■ **Görevler**
A. Alıntıya göre yeni çözüm planına bu defa hangi ad verilmiş?
B. Alıntıda "Rehabilitasyon sürüyor, sürecek" ifadesinden "iptal edilmiş hayatlar..." ifadesine kadar uzanan bölümü aynen tekrar yazın.
C. Şu ifadelerin alıntıyla uyuşup uyuşmadığını belirtin ve her biri için evet ya da hayır deyip karar verdiren sözleri alıntıdan aynen aktarın: (i) Abraham Lincoln, ABD'nin eski başkanlarından biri olarak anılıyor. (ii) "Terörle mücadele" programlarının 10 yıldır sürdüğü söyleniyor. (iii) TOKİ'nin gelip yeni kentler kuracağı söyleniyor.

07 Şubat 2016 01:00

‘Muhatabımız millet’ diyorsunuz; emin misiniz, son kararınız mı?!

‘Muhatabımız millet’  diyorsunuz; emin misiniz, son kararınız mı?!

Fotoğraf: Envato

Paylaş

Müjdeler olsun, nurtopu gibi bir ‘çözüm’ planımız daha oldu! 
Adına “Master Eylem Planı” koymuşlar bu defa. 
Kendilerine inanmamızı istiyorlar ama ABD’nin eski başkanlarından Abraham Lincoln’ün bir sözü yankılanır durur kafamızda:
“Bazı insanları her zaman, bütün insanları da bazen kandırabilirsiniz; ama bütün insanları her zaman kandıramazsınız.”
“Olsun ama” diyorlar, “bize, her zaman kandırabileceğimiz bazı insanlar lazım zaten.”
Hem öyle “Bazı insanlar” deyip de geçmeyiniz ha!
Bizim “bazı” dediğimiz, Saray’cı iktidarın lügatinde koca bir ‘millet’miş! 
“Bundan sonra çözüm için tek muhatabımız millettir” diye sufle vermişti ya malûm kişi; işte orda kastedilen ‘millet’!
Koruculardan esnaf ve tüccarın yağlı kesimlerine, bazı tarikat şeyhlerinden Hızbullah çevrelerine, falan filan...
Bunlarla istişare edilecek, Kürt sorunu çözülecekmiş!
Ne o, birileri “biz bu ayakları daha önceden de görmemiş miydik” diye mi soruyor?..
“Bin yıllık İslam kardeşliği”nin “bütünleştirici ruhu”ndan nasibini almamışlar mı var?..
Geçin efendim onları, ‘inanmayanlar’ milletten değil zaten!
Onların hakkı kötek!
Onlar, “terörle mücadele”nin 30 yıldır süren ‘uzun süreli’ programları dahilinde rehabilite edilemeyenler...
Allahtan umut kesilmez, inşallah o da olur bir gün, kimbilir...
Rehabilitasyon sürüyor, sürecek yani...
Toplarla tanklarla tarumar edilmiş kentler...
“Dişlerine kan bulaşmış kurtlar” tarafından evi barkı yıkılmış, diri diri yakılmış, bodrumlara gömülmüş insanlar...
Günler, haftalar, aylar boyunca yasaklanmış, iptal edilmiş hayatlar...
Sonra...
TOKİ gelecek, gıcır gıcır kentler kurulacak...
Çiçekler açacak, böcekler uçacak, pespembe hayatlar başlayacak...

■ **Kayıtlı satırlar**
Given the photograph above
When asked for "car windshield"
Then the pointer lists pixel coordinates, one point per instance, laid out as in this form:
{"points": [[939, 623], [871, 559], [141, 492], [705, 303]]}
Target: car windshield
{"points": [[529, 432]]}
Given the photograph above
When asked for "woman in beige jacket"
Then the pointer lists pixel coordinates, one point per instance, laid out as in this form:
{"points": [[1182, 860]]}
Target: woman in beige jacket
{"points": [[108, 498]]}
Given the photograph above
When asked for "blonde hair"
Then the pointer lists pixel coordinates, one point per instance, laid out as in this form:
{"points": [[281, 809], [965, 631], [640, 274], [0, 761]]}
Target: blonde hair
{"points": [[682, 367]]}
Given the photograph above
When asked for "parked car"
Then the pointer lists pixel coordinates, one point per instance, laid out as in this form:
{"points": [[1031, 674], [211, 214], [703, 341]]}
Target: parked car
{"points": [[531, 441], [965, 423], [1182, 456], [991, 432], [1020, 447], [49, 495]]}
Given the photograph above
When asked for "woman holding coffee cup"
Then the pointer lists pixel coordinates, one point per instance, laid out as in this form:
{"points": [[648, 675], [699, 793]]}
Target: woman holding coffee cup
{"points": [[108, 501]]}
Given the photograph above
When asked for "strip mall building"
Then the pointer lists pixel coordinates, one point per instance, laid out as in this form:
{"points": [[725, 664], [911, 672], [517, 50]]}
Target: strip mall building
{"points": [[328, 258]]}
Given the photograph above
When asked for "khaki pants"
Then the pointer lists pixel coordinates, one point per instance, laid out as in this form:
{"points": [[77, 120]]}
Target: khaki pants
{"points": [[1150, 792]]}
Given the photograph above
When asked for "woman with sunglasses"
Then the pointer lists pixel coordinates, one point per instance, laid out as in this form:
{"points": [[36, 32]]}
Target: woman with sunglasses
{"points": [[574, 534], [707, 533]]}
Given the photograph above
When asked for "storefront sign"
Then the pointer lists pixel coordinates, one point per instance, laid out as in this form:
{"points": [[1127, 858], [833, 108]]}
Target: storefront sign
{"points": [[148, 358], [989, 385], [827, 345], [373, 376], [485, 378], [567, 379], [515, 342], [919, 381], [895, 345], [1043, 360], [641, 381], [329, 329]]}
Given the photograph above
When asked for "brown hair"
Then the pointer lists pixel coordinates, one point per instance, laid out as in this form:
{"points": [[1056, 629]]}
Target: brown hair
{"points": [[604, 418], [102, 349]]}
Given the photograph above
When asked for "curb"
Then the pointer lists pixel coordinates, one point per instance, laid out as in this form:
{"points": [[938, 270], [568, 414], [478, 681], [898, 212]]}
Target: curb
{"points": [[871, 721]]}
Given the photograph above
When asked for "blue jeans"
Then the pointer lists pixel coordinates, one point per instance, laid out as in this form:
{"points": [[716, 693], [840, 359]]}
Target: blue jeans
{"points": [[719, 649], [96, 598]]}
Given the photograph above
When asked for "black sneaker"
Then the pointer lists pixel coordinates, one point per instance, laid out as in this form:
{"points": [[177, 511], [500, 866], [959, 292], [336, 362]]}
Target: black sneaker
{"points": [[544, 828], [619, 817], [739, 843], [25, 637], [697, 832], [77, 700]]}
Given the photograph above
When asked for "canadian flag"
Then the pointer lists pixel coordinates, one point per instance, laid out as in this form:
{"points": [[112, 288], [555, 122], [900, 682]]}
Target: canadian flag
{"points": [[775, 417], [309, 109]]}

■ **Görev yanıtları**
A. Master Eylem Planı

B.
Rehabilitasyon sürüyor, sürecek yani...
Toplarla tanklarla tarumar edilmiş kentler...
“Dişlerine kan bulaşmış kurtlar” tarafından evi barkı yıkılmış, diri diri yakılmış, bodrumlara gömülmüş insanlar...
Günler, haftalar, aylar boyunca yasaklanmış, iptal edilmiş hayatlar...

C.
(i) Evet: “ABD’nin eski başkanlarından Abraham Lincoln’ün”
(ii) Hayır: “30 yıldır süren”
(iii) Evet: “TOKİ gelecek, gıcır gıcır kentler kurulacak...”